Passage retenu.
A Ferney 14 septembre [1761] 

Je commence par remercier ceux qui ont eu la bonté de mettre en marge des notes sur mes notes. Je n’ai l’édition in-folio de 1664 1 que depuis huit jours.

J’ai commencé toutes mes observations sur l’édition très rare de 1738 2, dans laquelle Corneille inséra tous les passages imités des Latins et des Espagnols. Ces observations, écrites assez mal de ma main au bas des pages, ont été transcrites encore plus mal sur les cahiers envoyés à l’Académie.

Il n’est pas douteux que je ne suive dorénavant l’édition de 1664. Cette petite édition de 1738 ne contient que Médée, le Cid, Pompée, et le Menteur, avec la Suite du Menteur.  

A-t-on pu douter si j’imprimerais les sentiments de l’Académie sur Le Cid ? « Ella misma requirio al Rey que se le diesse por marido. 3»

Et vous dites qu’il n’y a pas là d’alternative ! Vous avez raison ; mais lisez ce qui suit : « Ella estava muy prendada de sus partes 4 »,voilà nos parties. « O le castigasse conforme a las leyes 5 » etc., et voilà votre alternative.

Comptez que je serai exact.

Je suis très aise d’avoir envoyé et soumis à l’examen mes observations, tout informes qu’elles sont : 1° parce que vos réflexions m’en feront faire de nouvelles ; 2° parce que le temps presse, et que si j’avais voulu limer, polir, achever avant d’avoir consulté, j’aurais attendu un an, et je n’aurais été sûr de rien . Mais en envoyant mes esquisses, et en en recevant les critiques de l’Académie, je vois la manière dont on pense, je m’y conforme, je marche d’un pas plus sûr .

Relevés d'étiquetage de lieux.
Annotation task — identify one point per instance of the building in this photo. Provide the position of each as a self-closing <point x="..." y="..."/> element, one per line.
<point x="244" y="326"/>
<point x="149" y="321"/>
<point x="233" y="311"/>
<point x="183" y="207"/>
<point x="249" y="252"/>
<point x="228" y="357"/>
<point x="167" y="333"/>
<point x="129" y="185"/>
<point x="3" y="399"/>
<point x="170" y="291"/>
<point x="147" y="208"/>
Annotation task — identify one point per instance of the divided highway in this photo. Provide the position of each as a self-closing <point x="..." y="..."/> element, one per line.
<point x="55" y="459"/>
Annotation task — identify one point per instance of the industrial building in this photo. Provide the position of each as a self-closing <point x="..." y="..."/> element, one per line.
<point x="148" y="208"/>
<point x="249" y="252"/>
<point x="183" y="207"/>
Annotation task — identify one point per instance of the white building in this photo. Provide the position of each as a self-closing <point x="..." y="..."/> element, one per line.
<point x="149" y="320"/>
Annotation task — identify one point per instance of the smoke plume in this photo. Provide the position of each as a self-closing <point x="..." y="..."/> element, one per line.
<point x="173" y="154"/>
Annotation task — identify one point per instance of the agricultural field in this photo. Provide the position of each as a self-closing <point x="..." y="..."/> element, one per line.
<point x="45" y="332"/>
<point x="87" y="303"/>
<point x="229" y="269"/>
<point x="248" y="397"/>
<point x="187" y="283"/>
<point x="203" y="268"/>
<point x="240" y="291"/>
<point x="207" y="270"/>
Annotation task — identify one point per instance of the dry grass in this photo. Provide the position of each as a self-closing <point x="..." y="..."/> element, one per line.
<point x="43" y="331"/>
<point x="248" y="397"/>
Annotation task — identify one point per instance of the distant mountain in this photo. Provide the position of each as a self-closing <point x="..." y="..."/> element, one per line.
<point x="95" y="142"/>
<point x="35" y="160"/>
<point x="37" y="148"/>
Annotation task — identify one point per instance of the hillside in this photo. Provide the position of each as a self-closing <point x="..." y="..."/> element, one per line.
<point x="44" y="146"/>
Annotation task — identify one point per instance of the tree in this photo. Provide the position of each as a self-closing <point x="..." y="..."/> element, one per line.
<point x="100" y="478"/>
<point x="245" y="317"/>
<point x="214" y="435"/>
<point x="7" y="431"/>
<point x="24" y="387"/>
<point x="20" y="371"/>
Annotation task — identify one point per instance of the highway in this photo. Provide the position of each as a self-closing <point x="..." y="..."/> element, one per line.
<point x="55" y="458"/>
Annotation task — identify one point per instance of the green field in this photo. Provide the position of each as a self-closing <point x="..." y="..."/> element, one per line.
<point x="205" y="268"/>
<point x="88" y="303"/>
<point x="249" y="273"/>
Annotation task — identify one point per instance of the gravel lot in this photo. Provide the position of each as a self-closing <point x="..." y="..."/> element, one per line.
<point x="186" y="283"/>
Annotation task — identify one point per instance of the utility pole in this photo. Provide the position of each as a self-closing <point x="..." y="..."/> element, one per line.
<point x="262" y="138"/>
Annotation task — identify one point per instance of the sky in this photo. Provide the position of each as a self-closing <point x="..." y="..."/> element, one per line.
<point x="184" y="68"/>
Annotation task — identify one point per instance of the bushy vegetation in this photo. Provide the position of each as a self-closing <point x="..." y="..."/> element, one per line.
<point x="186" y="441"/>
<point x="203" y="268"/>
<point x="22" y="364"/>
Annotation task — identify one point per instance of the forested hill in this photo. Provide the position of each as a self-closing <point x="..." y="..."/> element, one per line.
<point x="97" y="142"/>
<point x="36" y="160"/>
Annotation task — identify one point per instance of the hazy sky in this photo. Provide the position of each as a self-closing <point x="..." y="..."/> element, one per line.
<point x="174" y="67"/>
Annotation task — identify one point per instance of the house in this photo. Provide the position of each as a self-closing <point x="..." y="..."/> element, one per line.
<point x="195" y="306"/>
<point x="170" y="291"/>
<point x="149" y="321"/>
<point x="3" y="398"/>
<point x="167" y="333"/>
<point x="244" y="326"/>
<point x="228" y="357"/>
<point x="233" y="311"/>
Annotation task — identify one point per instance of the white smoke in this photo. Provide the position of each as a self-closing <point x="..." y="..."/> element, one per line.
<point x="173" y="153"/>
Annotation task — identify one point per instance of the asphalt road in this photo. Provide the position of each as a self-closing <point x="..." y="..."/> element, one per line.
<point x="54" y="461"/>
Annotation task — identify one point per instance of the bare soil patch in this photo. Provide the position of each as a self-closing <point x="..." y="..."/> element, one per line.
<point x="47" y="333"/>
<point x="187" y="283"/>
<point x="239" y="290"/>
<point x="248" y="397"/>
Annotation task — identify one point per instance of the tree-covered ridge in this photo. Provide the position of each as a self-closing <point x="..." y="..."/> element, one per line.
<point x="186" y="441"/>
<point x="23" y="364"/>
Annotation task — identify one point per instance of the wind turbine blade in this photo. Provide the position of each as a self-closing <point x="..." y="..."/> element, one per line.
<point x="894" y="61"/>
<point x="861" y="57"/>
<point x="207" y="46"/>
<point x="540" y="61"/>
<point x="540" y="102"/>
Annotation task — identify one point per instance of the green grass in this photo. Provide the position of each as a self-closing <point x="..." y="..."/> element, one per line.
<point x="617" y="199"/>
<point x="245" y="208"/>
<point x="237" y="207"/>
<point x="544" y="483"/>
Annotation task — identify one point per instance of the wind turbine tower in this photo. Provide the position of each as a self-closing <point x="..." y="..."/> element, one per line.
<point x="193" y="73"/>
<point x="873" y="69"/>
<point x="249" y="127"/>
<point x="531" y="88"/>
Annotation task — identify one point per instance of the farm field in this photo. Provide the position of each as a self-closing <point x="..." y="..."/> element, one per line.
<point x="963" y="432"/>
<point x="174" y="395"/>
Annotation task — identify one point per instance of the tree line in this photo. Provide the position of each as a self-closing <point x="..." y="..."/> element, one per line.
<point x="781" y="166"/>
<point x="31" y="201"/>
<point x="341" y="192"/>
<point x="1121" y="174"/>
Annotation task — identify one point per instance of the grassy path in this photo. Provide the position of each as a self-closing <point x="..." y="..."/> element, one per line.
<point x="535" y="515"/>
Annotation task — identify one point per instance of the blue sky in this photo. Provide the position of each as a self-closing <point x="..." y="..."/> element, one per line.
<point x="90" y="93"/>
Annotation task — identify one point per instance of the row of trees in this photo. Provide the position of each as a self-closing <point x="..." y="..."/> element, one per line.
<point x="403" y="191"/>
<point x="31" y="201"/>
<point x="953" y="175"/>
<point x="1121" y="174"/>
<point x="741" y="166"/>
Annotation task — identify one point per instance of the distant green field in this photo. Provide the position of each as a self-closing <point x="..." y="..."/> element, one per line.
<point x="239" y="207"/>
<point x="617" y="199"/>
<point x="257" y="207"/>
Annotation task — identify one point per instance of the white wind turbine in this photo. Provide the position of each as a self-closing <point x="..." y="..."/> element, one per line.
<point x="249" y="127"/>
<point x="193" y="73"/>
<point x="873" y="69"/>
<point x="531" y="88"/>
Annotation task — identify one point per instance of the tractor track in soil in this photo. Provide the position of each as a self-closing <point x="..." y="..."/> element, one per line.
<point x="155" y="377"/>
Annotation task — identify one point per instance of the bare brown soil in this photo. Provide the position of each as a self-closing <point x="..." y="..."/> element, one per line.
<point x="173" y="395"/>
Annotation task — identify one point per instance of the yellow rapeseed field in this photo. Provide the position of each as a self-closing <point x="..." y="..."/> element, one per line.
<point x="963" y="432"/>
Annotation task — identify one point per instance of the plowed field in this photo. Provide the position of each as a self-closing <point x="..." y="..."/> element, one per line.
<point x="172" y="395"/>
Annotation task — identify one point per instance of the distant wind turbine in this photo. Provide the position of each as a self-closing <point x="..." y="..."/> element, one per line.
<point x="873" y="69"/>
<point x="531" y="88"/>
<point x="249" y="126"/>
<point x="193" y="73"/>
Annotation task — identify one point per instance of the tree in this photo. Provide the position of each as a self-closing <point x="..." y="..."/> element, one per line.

Consigne A. Traduisez en anglais la phrase suivante du passage retenu : « Cette petite édition de 1738 ne contient que Médée, le Cid, Pompée, et le Menteur, avec la Suite du Menteur. »
Consigne B. Indiquez si chacun des énoncés suivants concorde avec le passage retenu, par oui ou par non, en citant les mots décisifs : (i) l'édition de 1738 comprend les passages imités des Latins et des Espagnols ; (ii) les observations ont été transcrites avec soin sur les cahiers envoyés à l'Académie ; (iii) l'édition in-folio de 1664 est disponible pour la personne qui écrit depuis un an.
Consigne C. Extrayez du passage retenu, sans rien y changer, la partie allant de « A-t-on pu douter » à « pas plus sûr . ».

Corrigé A. This small 1738 edition contains only Médée, Le Cid, Pompée, and Le Menteur, along with La Suite du Menteur.

Corrigé B.
(i) Oui : « dans laquelle Corneille inséra tous les passages imités des Latins et des Espagnols ».
(ii) Non : « ont été transcrites encore plus mal sur les cahiers envoyés à l’Académie ».
(iii) Non : « que depuis huit jours ».

Corrigé C.
A-t-on pu douter si j’imprimerais les sentiments de l’Académie sur Le Cid ? « Ella misma requirio al Rey que se le diesse por marido. 3»

Et vous dites qu’il n’y a pas là d’alternative ! Vous avez raison ; mais lisez ce qui suit : « Ella estava muy prendada de sus partes 4 »,voilà nos parties. « O le castigasse conforme a las leyes 5 » etc., et voilà votre alternative.

Comptez que je serai exact.

Je suis très aise d’avoir envoyé et soumis à l’examen mes observations, tout informes qu’elles sont : 1° parce que vos réflexions m’en feront faire de nouvelles ; 2° parce que le temps presse, et que si j’avais voulu limer, polir, achever avant d’avoir consulté, j’aurais attendu un an, et je n’aurais été sûr de rien . Mais en envoyant mes esquisses, et en en recevant les critiques de l’Académie, je vois la manière dont on pense, je m’y conforme, je marche d’un pas plus sûr .